Problems to solve:
1. From the article on Parkinson's diagnosis research, list everything physicians currently rely on to diagnose the disease.
2. Carry on the article on the UC San Diego Parkinson's blood-biomarker study from where it stops.

Study text:
%%

San Diego, California - Parkinson’s disease is difficult to diagnose, particularly in its early stages. Now, researchers at University of California, San Diego School of Medicine – aided by a $375,000 grant from The Michael J. Fox Foundation for Parkinson’s Research (MJFF) – hope to improve the prospects of early diagnosis by identifying a biological signpost in the blood.
Currently, no standard diagnostic test exists for Parkinson's disease, a chronic and progressive movement disorder affecting nearly one million Americans. Instead, physicians use patient symptoms, medical history and a neurological exam to make their diagnosis.
“One of the really unmet needs with Parkinson’s disease is the creation of a simple diagnostic test that can identify the disease early on,” said UC San Diego School of Medicine study leader Paula Desplats, PhD, assistant professor in the Department of Neurosciences. “Like other neurodegenerative disturbances, by the time a Parkinson’s patient has outward symptoms, many neurons are lost.”
Earlier diagnosis would enable earlier treatment and hopefully delay neuronal damage and reduce disease symptoms, said Desplats, who is co-principal investigator on the study with Travis Dunckley, PhD.
The search for biomarkers – signs that can indicate the presence or progress of a disease – is a major push in Parkinson’s research.
The novelty of the UC San Diego study is that researchers will investigate DNA methylation in the blood as a potential signature or biomarker of Parkinson’s disease. DNA methylation is an epigenetic signaling mechanism used by cells to switch genes on and off, thereby affecting the cell’s physiology.
“The most important thing in our study is identifying a biomarker that could be easily tested in the clinic,” said Desplats. “You can’t probe the brain of the patient; you need to be able to look at tissue that is easily accessible. So we began to investigate changes in methylation that can be read in blood.”

%%

Stored items:
%%

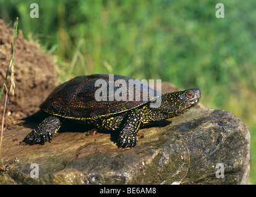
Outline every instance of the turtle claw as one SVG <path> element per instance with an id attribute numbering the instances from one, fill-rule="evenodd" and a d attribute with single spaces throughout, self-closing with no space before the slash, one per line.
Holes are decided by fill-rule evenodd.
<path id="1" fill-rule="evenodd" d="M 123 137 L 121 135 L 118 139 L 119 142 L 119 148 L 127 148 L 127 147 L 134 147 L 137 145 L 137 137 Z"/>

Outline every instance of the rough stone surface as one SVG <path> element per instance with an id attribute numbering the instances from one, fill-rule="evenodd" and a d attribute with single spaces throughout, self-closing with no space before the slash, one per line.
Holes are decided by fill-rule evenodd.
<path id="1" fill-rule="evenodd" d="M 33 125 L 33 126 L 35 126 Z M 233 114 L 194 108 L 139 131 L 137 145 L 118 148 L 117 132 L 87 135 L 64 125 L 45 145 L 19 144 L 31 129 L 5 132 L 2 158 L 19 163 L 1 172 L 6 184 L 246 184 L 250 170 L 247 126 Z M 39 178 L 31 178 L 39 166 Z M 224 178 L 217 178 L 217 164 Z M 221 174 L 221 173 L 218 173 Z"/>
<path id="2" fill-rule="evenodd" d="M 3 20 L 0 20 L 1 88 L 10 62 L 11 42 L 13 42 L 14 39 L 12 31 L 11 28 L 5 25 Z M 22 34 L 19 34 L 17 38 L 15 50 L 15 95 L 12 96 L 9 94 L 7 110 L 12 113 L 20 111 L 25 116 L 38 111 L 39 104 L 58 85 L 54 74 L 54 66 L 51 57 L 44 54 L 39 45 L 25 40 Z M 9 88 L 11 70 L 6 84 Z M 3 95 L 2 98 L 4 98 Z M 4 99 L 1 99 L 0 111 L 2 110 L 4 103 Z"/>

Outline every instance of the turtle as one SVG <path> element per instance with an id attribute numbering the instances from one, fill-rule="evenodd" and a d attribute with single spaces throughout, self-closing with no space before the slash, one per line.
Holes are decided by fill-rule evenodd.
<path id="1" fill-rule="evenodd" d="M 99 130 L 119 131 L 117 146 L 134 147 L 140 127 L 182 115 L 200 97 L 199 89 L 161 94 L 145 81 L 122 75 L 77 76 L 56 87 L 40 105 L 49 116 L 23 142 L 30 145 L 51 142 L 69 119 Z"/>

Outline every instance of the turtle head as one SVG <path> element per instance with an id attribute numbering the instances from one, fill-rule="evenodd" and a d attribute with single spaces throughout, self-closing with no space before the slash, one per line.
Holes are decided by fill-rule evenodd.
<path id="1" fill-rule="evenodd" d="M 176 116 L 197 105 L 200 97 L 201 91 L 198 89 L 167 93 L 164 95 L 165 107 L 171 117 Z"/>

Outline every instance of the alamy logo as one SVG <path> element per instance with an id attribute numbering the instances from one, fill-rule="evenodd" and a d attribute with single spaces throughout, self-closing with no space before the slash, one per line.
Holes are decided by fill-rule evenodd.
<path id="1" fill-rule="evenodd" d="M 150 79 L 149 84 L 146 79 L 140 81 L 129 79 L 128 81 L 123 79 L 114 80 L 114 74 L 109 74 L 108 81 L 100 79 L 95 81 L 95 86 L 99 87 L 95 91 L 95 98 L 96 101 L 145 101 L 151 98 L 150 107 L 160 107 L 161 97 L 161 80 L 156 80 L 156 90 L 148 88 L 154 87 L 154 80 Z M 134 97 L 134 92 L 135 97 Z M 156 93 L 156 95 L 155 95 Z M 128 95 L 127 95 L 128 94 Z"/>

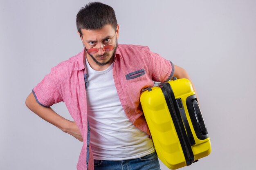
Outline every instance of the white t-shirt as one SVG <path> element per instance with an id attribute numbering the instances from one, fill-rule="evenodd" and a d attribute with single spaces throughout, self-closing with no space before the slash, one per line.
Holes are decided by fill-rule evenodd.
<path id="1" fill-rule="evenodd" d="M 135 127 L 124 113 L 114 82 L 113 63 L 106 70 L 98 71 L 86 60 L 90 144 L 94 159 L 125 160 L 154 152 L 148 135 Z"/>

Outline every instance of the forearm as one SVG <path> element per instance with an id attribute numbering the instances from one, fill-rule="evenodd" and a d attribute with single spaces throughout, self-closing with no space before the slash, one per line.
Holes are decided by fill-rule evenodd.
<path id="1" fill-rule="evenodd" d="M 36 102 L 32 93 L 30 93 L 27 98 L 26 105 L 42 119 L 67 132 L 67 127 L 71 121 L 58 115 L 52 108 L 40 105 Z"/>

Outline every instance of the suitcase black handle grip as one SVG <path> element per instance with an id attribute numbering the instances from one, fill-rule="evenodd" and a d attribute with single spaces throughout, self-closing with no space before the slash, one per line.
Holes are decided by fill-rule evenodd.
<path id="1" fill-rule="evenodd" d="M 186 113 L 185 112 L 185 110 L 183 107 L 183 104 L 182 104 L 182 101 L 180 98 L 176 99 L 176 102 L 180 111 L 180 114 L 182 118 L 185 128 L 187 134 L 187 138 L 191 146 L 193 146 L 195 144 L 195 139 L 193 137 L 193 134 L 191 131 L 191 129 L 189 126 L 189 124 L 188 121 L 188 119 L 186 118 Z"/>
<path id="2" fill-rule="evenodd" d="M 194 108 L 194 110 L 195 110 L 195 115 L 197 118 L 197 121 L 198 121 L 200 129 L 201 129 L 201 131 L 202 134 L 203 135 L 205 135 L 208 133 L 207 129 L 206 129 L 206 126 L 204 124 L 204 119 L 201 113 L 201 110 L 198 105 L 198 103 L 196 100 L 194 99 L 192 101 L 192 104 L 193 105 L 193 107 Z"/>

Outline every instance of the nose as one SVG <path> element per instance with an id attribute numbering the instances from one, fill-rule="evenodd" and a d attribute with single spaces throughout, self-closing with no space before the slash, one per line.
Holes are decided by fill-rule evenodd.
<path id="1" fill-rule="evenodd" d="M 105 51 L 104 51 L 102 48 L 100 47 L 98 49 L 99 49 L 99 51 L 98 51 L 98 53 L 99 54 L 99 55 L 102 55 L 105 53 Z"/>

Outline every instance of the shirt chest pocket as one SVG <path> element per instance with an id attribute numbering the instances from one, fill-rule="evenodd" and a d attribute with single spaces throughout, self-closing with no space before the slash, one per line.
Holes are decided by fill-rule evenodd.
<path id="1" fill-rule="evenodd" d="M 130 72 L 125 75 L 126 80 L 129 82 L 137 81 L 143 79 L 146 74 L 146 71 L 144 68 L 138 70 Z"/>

%%

Answers to the exercises:
1. Patient symptoms, medical history, and a neurological exam.

2.
Desplats’ current study is predicated on two earlier, smaller studies in which she found distinct epigenetic changes in the blood of Parkinson’s patients versus controls. One of those studies, involving 46 people in 2013-2014, was also funded by MJFF. The results were “highly sensitive and specific,” said Desplats. “We found a group of genes that, when taken together, show a particular pattern in Parkinson’s disease. They (MJFF) invited us to continue.”
The latest study involves a much larger cohort. Investigators will analyze blood samples from 216 Parkinson’s patients and 216 healthy control subjects collected at baseline and at a visit two years later. The samples will be provided by the Harvard Neurodiscovery Biomarker Program, a study collaborator.
“This is the first longitudinal study of blood methylation for Parkinson's disease,” said Desplats. “That’s important because these changes may not only help us determine who has Parkinson’s disease, but also help us monitor how a person is progressing in the disease.”
The study will begin this month and is expected to report its findings in 2017.